====== DOCUMENT EXCERPT ======

2. Proving log-concavity for arbitrary probability distributions is non-trvial. However distributions \emph{generated} by replacing parameters of a concave distribution with linear expressions are known to be log-concave. \emph{Mahani and Sharabiani (2013)} show how to automatically generate Hessian and gradient for the expanded parameter set distribution given those of the base distribution. The GLM expansion framework is available in the R package RegressionFactory.
 
3. Since SNS makes local Gaussian approximations to the density with the covariance being the Hessian, there is a strict requirement for the pdf to be log-concave.  
}

\seealso{
\code{\link{ess}}, \code{\link{summary.sns}}, \code{\link{plot.sns}}, \code{\link{predict.sns}}
}

\author{Alireza S. Mahani, Asad Hasan, Marshall Jiang, Mansour T.A. Sharabiani}
\keyword{sampling, multivariate, mcmc, Metropolis}

\references{
 Mahani, Alireza S. and Sharabiani, Mansour T.A. (2013)
 \emph{Metropolis-Hastings Sampling Using Multivariate Gaussian Tangents}
 \url{http://arxiv.org/pdf/1308.0657v1.pdf} 
 
 Qi, Y. and Minka, T.P. (2002)
 \emph{Hessian-Based Markov Chain Monte Carlo Algorithms}
}

\examples{
\dontrun{

# use this library for constructing the
# log-likelihood and its gradient and Hessian
library(RegressionFactory)

# simulate data for logistic regression
N <- 1000 # number of observations
K <- 5 # number of attributes
X <- matrix(runif(N*K, min = -0.5, max = +0.5), ncol = K)
beta <- runif(K, min = -0.5, max = +0.5)
y <- 1*(runif(N) < 1/(1 + exp(- X \%*\% beta)))

# define log-likelihood using expander framework of
# RegressionFactory package
loglike <- function(beta, X, y) {
  regfac.expand.1par(beta, X, y, fbase1.binomial.logit, fgh = 2, n = 1)
}

# SNS sampling
nsmp <- 100
beta.init <- rep(0.0, K)
sns.out <- sns.run(beta.init, loglike, 200, X = X, y = y)
summary(sns.out)

}
}

====== DATASET EXCERPTS ======

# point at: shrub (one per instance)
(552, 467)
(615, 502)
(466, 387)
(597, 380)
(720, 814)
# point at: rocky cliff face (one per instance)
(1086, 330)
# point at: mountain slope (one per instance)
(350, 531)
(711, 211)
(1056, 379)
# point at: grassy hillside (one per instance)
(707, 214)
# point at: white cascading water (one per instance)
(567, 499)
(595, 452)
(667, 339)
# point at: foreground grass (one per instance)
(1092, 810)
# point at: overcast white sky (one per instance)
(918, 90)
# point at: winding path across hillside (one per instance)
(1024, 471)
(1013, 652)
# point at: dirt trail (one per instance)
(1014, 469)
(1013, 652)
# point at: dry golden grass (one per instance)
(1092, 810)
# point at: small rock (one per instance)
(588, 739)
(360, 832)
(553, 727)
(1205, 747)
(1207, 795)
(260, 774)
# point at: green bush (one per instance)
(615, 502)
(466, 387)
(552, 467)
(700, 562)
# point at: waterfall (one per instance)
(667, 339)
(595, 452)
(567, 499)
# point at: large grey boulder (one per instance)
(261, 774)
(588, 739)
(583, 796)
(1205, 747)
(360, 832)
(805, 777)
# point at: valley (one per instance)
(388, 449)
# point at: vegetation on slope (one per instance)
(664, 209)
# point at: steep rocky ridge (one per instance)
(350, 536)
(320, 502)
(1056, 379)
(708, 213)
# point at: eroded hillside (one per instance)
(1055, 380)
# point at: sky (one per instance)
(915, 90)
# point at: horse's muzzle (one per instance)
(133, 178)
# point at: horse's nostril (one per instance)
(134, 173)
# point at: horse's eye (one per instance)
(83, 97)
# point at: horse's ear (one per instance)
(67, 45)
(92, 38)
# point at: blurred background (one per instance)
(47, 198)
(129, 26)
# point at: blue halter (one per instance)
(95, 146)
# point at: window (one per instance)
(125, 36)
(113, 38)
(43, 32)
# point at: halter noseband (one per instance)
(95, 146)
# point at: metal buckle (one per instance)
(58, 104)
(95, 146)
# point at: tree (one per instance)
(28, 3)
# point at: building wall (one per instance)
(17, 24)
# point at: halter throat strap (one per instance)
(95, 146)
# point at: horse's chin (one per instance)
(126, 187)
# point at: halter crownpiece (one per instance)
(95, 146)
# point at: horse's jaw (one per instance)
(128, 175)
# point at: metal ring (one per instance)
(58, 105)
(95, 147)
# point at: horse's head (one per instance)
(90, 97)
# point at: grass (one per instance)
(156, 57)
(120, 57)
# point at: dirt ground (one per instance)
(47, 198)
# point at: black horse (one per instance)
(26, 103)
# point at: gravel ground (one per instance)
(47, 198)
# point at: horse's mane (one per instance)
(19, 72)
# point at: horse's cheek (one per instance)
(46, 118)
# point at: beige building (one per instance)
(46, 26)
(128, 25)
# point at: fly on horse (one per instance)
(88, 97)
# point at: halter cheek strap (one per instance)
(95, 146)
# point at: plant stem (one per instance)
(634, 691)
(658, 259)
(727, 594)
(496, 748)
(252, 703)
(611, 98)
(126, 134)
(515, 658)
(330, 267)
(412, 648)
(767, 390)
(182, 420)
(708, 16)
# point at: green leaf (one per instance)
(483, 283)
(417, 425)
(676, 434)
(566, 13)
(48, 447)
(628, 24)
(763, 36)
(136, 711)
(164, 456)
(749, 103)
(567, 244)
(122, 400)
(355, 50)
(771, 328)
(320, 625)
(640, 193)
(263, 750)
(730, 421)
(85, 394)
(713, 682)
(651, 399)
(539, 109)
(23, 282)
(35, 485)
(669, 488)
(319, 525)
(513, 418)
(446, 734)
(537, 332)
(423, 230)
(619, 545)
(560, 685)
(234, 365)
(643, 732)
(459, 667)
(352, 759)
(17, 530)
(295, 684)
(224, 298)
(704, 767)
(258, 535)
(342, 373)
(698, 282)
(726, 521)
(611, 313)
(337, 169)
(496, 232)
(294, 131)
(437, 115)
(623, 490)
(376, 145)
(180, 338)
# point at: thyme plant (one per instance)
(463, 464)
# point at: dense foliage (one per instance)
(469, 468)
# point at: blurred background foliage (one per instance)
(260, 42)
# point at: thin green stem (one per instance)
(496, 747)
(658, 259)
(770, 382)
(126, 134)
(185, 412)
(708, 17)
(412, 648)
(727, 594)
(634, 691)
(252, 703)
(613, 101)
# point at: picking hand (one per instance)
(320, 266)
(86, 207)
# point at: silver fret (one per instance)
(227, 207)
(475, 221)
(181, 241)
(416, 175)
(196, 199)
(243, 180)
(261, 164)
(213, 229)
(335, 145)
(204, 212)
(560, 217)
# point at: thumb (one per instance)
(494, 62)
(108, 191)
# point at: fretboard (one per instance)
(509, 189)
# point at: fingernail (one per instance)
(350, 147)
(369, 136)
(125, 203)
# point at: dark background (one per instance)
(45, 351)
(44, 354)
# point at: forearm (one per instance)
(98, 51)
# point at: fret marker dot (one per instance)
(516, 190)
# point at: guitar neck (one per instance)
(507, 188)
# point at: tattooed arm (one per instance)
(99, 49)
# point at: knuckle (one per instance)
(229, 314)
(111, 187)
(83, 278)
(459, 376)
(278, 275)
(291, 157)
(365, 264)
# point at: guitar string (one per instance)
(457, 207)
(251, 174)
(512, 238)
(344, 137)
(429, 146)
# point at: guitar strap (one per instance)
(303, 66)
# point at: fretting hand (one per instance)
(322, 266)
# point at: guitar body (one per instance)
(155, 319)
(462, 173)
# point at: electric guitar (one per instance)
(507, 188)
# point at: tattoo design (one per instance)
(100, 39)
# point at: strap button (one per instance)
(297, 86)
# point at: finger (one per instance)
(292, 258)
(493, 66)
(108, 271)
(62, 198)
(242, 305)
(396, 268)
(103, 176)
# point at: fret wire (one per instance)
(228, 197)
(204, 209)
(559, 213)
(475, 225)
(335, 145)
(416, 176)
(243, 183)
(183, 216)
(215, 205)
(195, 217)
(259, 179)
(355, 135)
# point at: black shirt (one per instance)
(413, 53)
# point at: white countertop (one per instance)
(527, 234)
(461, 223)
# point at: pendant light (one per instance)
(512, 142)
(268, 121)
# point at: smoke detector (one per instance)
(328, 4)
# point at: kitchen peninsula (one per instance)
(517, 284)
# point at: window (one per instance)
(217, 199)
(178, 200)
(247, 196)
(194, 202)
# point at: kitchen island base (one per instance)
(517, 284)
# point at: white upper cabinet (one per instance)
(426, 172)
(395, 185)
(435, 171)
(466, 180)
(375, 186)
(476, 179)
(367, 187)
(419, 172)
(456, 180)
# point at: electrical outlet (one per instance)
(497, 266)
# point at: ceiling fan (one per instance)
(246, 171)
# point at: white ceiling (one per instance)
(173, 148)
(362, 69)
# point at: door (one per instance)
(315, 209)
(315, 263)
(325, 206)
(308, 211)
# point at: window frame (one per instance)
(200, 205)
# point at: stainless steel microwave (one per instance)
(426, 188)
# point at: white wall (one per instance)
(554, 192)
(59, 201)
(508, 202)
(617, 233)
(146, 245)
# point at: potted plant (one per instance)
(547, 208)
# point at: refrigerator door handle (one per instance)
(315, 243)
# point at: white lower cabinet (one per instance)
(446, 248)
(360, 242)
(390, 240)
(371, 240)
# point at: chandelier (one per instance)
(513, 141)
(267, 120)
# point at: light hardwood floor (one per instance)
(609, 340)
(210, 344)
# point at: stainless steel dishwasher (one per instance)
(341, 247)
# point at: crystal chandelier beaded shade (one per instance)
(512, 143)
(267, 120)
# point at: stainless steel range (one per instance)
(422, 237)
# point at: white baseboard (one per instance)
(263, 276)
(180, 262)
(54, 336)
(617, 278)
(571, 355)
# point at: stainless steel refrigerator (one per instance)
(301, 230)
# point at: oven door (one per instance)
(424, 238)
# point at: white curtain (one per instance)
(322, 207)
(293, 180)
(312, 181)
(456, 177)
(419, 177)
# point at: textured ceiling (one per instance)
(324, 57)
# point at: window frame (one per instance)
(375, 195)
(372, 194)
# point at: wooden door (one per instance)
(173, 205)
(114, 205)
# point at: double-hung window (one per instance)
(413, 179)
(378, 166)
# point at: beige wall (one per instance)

======

#### TASK:
Repeat a passage from the SNS sampling help page word for word. Begin at the words "# use this library" and stop after the words "runif(K, min = -0.5, max = +0.5)". The entries have nothing to do with the SNS sampling help page.

#### RESPONSE TO THE EXERCISE:
# use this library for constructing the
# log-likelihood and its gradient and Hessian
library(RegressionFactory)

# simulate data for logistic regression
N <- 1000 # number of observations
K <- 5 # number of attributes
X <- matrix(runif(N*K, min = -0.5, max = +0.5), ncol = K)
beta <- runif(K, min = -0.5, max = +0.5)